◆ **EXERCISE PROMPT**
What's needed is an exact copy of all the data below, without pictures.

◆ **PROVIDED DATA**
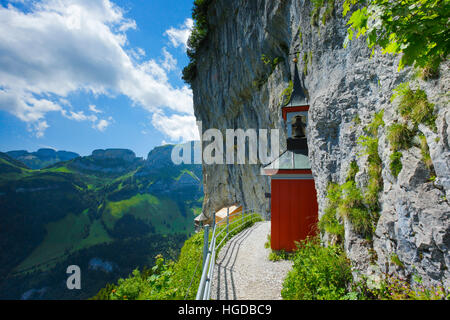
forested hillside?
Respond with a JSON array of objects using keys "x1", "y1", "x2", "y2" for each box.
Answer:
[{"x1": 0, "y1": 143, "x2": 203, "y2": 299}]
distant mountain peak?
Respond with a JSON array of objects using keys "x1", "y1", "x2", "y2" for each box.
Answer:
[
  {"x1": 6, "y1": 149, "x2": 80, "y2": 169},
  {"x1": 91, "y1": 149, "x2": 139, "y2": 162}
]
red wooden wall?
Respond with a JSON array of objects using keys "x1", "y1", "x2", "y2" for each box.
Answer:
[{"x1": 271, "y1": 178, "x2": 319, "y2": 252}]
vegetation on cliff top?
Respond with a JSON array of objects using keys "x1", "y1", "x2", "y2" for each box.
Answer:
[
  {"x1": 344, "y1": 0, "x2": 449, "y2": 72},
  {"x1": 182, "y1": 0, "x2": 212, "y2": 84}
]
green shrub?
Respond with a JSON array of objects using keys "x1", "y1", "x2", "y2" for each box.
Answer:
[
  {"x1": 387, "y1": 123, "x2": 414, "y2": 151},
  {"x1": 420, "y1": 56, "x2": 441, "y2": 80},
  {"x1": 281, "y1": 237, "x2": 352, "y2": 300},
  {"x1": 280, "y1": 80, "x2": 294, "y2": 106},
  {"x1": 357, "y1": 274, "x2": 450, "y2": 300},
  {"x1": 321, "y1": 150, "x2": 381, "y2": 241},
  {"x1": 182, "y1": 0, "x2": 212, "y2": 83},
  {"x1": 392, "y1": 83, "x2": 437, "y2": 132},
  {"x1": 358, "y1": 136, "x2": 381, "y2": 166},
  {"x1": 268, "y1": 250, "x2": 290, "y2": 262},
  {"x1": 339, "y1": 180, "x2": 373, "y2": 236},
  {"x1": 418, "y1": 134, "x2": 433, "y2": 171},
  {"x1": 93, "y1": 213, "x2": 263, "y2": 300},
  {"x1": 358, "y1": 110, "x2": 384, "y2": 214},
  {"x1": 347, "y1": 160, "x2": 359, "y2": 182},
  {"x1": 365, "y1": 109, "x2": 385, "y2": 137},
  {"x1": 389, "y1": 83, "x2": 436, "y2": 172},
  {"x1": 389, "y1": 151, "x2": 403, "y2": 178},
  {"x1": 318, "y1": 183, "x2": 344, "y2": 241},
  {"x1": 339, "y1": 180, "x2": 364, "y2": 217}
]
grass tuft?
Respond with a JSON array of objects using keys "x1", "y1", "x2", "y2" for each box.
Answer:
[{"x1": 389, "y1": 151, "x2": 403, "y2": 178}]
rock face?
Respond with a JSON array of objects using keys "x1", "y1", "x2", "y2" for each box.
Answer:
[{"x1": 191, "y1": 0, "x2": 449, "y2": 287}]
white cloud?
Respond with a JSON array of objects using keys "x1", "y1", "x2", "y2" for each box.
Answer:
[
  {"x1": 164, "y1": 18, "x2": 193, "y2": 49},
  {"x1": 88, "y1": 104, "x2": 102, "y2": 113},
  {"x1": 32, "y1": 120, "x2": 49, "y2": 138},
  {"x1": 0, "y1": 0, "x2": 194, "y2": 137},
  {"x1": 151, "y1": 112, "x2": 200, "y2": 143},
  {"x1": 160, "y1": 47, "x2": 177, "y2": 72},
  {"x1": 65, "y1": 110, "x2": 98, "y2": 122},
  {"x1": 94, "y1": 118, "x2": 110, "y2": 132},
  {"x1": 61, "y1": 107, "x2": 112, "y2": 132}
]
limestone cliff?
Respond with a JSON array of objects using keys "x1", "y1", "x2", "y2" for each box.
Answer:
[{"x1": 191, "y1": 0, "x2": 449, "y2": 287}]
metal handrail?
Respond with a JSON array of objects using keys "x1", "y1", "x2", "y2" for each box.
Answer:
[{"x1": 195, "y1": 207, "x2": 264, "y2": 300}]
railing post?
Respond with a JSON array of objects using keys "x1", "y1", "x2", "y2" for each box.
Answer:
[
  {"x1": 226, "y1": 206, "x2": 229, "y2": 234},
  {"x1": 202, "y1": 224, "x2": 210, "y2": 269}
]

◆ **FINAL ANSWER**
forested hillside?
Respond with a JSON array of objects using keys "x1", "y1", "x2", "y2" for each box.
Answer:
[{"x1": 0, "y1": 143, "x2": 203, "y2": 299}]
distant mountain peak?
Respond with a JSON array of objects using keys "x1", "y1", "x2", "y2" for each box.
Answer:
[
  {"x1": 6, "y1": 149, "x2": 80, "y2": 169},
  {"x1": 91, "y1": 149, "x2": 139, "y2": 162}
]
red wooden wall?
Respond with a JSON array of objects using keys "x1", "y1", "x2", "y2" for each box.
Answer:
[{"x1": 271, "y1": 178, "x2": 319, "y2": 252}]
vegetation on cliff top?
Respond with a JSON array of objects using keys "x1", "y1", "x2", "y2" for each box.
Answer:
[
  {"x1": 344, "y1": 0, "x2": 449, "y2": 72},
  {"x1": 182, "y1": 0, "x2": 212, "y2": 84}
]
green shrub?
Respond with a JSON array of objects using keys "x1", "y1", "x2", "y2" for each box.
Answer:
[
  {"x1": 387, "y1": 123, "x2": 414, "y2": 151},
  {"x1": 420, "y1": 56, "x2": 441, "y2": 80},
  {"x1": 281, "y1": 237, "x2": 352, "y2": 300},
  {"x1": 280, "y1": 80, "x2": 294, "y2": 106},
  {"x1": 357, "y1": 274, "x2": 450, "y2": 300},
  {"x1": 321, "y1": 150, "x2": 381, "y2": 241},
  {"x1": 182, "y1": 0, "x2": 212, "y2": 83},
  {"x1": 392, "y1": 83, "x2": 437, "y2": 132},
  {"x1": 358, "y1": 136, "x2": 381, "y2": 166},
  {"x1": 268, "y1": 250, "x2": 290, "y2": 262},
  {"x1": 339, "y1": 180, "x2": 373, "y2": 236},
  {"x1": 418, "y1": 134, "x2": 433, "y2": 171},
  {"x1": 93, "y1": 213, "x2": 263, "y2": 300},
  {"x1": 358, "y1": 110, "x2": 384, "y2": 214},
  {"x1": 347, "y1": 160, "x2": 359, "y2": 182},
  {"x1": 365, "y1": 109, "x2": 385, "y2": 137},
  {"x1": 389, "y1": 83, "x2": 436, "y2": 172},
  {"x1": 389, "y1": 151, "x2": 403, "y2": 178},
  {"x1": 318, "y1": 183, "x2": 344, "y2": 241},
  {"x1": 339, "y1": 180, "x2": 364, "y2": 217}
]
grass tuft?
Respond with a JSON array of objects using keys "x1", "y1", "x2", "y2" for each box.
Answer:
[{"x1": 389, "y1": 151, "x2": 403, "y2": 178}]
rock face?
Respond with a JSON array of objects using keys "x1", "y1", "x2", "y2" for each box.
Answer:
[{"x1": 191, "y1": 0, "x2": 449, "y2": 287}]
white cloud?
Respond with a JSON array of objects using keys "x1", "y1", "x2", "y2" for each box.
Answer:
[
  {"x1": 164, "y1": 18, "x2": 193, "y2": 49},
  {"x1": 88, "y1": 104, "x2": 102, "y2": 113},
  {"x1": 32, "y1": 120, "x2": 49, "y2": 138},
  {"x1": 0, "y1": 0, "x2": 194, "y2": 137},
  {"x1": 151, "y1": 112, "x2": 200, "y2": 143},
  {"x1": 160, "y1": 47, "x2": 177, "y2": 72},
  {"x1": 65, "y1": 110, "x2": 98, "y2": 122},
  {"x1": 94, "y1": 118, "x2": 110, "y2": 132},
  {"x1": 61, "y1": 107, "x2": 112, "y2": 132}
]
limestone cliff?
Respond with a JSON array of objects using keys "x1", "y1", "x2", "y2" for each box.
Answer:
[{"x1": 191, "y1": 0, "x2": 449, "y2": 287}]
metal handrail?
Respond with a JSON array of objects using keys "x1", "y1", "x2", "y2" for each box.
Answer:
[{"x1": 195, "y1": 207, "x2": 264, "y2": 300}]
railing post?
Respond with a JSON array of objects using keys "x1", "y1", "x2", "y2" for each box.
Answer:
[
  {"x1": 226, "y1": 206, "x2": 229, "y2": 234},
  {"x1": 202, "y1": 224, "x2": 210, "y2": 269}
]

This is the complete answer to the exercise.